What you need to do: Copy the rows word for word, starting from the very first one and going on through the line that contains "[0,242,600,400]", with that line included. Leave the pictures out of your copy.
________________________________________
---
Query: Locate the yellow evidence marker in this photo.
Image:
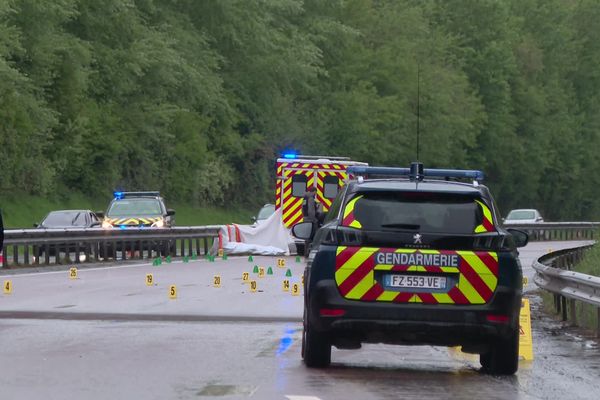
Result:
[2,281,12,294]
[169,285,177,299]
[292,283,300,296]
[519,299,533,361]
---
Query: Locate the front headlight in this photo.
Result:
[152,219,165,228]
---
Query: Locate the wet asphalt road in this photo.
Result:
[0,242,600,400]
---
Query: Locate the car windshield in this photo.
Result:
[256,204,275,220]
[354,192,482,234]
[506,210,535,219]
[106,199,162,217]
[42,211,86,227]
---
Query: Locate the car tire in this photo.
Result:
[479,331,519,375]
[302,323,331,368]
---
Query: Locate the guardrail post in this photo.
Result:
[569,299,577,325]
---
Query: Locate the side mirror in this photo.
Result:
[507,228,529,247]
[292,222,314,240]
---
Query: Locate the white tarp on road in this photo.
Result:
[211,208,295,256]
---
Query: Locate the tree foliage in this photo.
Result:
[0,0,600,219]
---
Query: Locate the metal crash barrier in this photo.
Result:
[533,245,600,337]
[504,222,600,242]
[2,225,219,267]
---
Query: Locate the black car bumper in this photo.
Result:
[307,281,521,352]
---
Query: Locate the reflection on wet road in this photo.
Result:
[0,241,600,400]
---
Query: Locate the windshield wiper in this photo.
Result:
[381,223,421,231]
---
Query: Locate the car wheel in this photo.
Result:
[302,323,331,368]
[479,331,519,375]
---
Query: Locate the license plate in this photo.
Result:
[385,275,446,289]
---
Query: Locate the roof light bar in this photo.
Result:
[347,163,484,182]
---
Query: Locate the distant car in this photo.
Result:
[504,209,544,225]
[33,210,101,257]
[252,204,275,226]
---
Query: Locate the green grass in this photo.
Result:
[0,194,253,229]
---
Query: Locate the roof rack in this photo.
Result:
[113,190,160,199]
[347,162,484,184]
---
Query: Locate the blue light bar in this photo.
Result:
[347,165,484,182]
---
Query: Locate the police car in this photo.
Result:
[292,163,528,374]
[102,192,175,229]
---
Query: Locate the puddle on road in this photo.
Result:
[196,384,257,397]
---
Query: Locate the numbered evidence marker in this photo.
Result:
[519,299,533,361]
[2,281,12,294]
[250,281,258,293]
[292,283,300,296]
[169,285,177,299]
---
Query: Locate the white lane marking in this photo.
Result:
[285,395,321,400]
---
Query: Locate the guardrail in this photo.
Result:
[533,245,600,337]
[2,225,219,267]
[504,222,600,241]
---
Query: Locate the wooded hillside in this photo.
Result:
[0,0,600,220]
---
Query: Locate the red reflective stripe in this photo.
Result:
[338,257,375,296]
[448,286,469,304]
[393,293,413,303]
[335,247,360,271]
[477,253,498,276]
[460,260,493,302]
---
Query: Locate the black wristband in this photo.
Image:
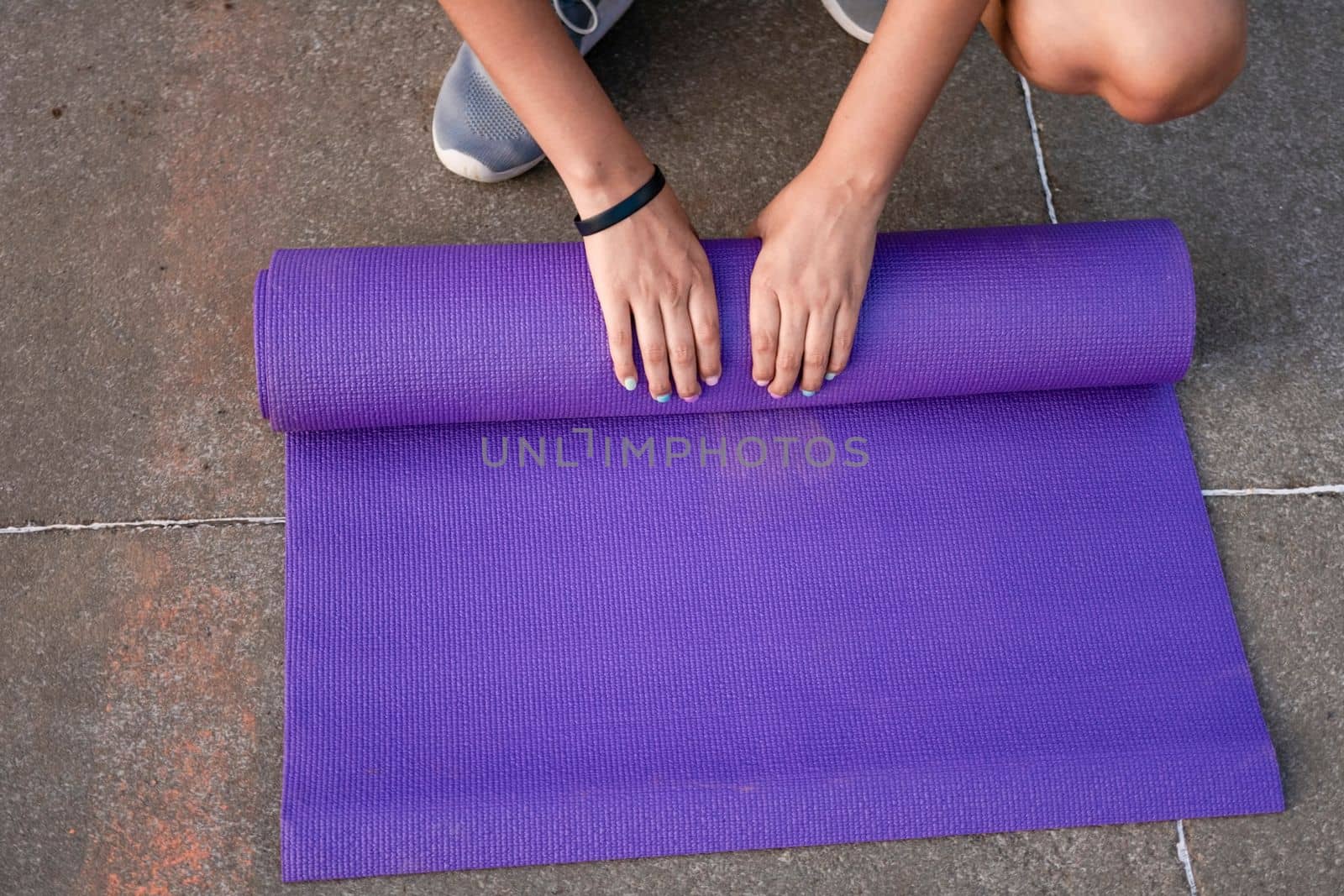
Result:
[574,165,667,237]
________________________________________
Answer for the task:
---
Query: Locate the yellow evidence marker in this photo.
Image:
Result:
[2,281,12,294]
[169,285,177,299]
[292,283,300,296]
[519,299,533,361]
---
Query: Locate the front headlight in this photo.
Result:
[152,219,165,228]
---
Query: Locate the wet asphalt road in this photo.
Result:
[0,242,600,400]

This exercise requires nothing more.